I would like every record below transcribed exactly as it is.

[[ Information given open ]]

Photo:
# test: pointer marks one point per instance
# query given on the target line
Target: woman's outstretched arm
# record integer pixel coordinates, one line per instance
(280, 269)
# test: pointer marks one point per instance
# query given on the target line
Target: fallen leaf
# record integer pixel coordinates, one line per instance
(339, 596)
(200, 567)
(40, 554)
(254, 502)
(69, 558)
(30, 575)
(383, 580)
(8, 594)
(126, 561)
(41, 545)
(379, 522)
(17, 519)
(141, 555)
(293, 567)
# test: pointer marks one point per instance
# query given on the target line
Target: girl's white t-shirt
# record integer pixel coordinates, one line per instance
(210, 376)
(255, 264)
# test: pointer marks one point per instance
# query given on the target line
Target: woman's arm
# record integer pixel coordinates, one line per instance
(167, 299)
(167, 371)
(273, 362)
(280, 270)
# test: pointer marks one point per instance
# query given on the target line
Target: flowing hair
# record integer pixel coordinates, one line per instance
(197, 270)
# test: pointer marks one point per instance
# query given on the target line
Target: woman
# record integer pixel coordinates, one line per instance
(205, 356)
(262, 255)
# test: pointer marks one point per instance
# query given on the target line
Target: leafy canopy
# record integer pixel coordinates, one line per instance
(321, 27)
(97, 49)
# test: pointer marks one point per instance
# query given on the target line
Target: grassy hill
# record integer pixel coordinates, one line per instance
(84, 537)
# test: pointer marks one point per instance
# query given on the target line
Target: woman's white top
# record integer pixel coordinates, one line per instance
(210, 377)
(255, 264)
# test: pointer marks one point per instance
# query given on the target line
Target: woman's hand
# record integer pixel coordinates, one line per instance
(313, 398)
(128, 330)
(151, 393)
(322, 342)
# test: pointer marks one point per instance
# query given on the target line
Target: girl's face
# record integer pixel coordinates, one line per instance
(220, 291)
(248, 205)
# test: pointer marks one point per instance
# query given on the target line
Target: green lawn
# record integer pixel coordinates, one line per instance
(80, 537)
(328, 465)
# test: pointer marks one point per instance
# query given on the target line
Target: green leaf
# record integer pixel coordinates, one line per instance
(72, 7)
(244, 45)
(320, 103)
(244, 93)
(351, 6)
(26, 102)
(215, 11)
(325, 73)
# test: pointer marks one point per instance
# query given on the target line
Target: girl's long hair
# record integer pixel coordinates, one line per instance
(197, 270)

[[ Information given closed ]]

= Response to this task =
Photo:
# test: pointer marks one point per instance
# query given on the target line
Target: woman's outstretched arm
# record integer pixel coordinates, one line per instance
(280, 269)
# test: pointer marks one point per instance
# query given on the target line
Target: fallen leaf
# record integer pixel coordinates, one line per instance
(339, 596)
(200, 567)
(40, 554)
(254, 502)
(69, 558)
(30, 575)
(383, 580)
(8, 594)
(126, 561)
(41, 545)
(379, 522)
(17, 519)
(141, 555)
(293, 567)
# test: pointer marks one point per instance
# query given on the target line
Target: girl's white t-shirt
# record integer pixel coordinates, one line per instance
(210, 376)
(255, 264)
# test: pointer marks one point per instance
# query given on the target line
Target: woman's arm
# record integer pixel coordinates, one line per instance
(167, 299)
(167, 371)
(273, 362)
(280, 270)
# test: pointer marks one point per instance
# query given on the target line
Target: flowing hair
# record integer pixel coordinates, one line per instance
(197, 270)
# test: pointer marks one point per instance
# query given on the target line
Target: woman
# record integer pixel coordinates, one line per instance
(205, 356)
(262, 255)
# test: pointer marks one point per instance
# query given on the target line
Target: leafy canopy
# record integer pixel coordinates, one line per instance
(321, 27)
(97, 49)
# test: pointer marks one point per instance
# query given on the target line
Target: grassy hill
# record integer pixel coordinates, one line per instance
(84, 537)
# test: pointer marks one point per instance
# query given on the target line
Target: woman's white top
# record integer pixel coordinates, one line per instance
(210, 377)
(255, 264)
# test: pointer marks one point per instance
# query given on the target line
Target: woman's hand
# record integer pixel coordinates, one line per instance
(313, 398)
(128, 330)
(151, 393)
(322, 342)
# test: pointer marks one point per instance
# query given on the target line
Target: girl's face
# record integer pixel coordinates, one line per instance
(220, 291)
(248, 205)
# test: pointer marks one point per instance
# query given on the target line
Target: green lawn
# record integer pixel coordinates, one line per instance
(80, 537)
(328, 465)
# test: pointer marks one point per instance
# query given on the target line
Target: green leaf
# record integer pixel coordinates, one line per instance
(72, 7)
(244, 45)
(320, 103)
(244, 93)
(351, 6)
(26, 102)
(215, 11)
(325, 73)
# test: pointer marks one point per instance
# query given on the target line
Target: girl's long hair
# record integer pixel coordinates, one line per instance
(197, 270)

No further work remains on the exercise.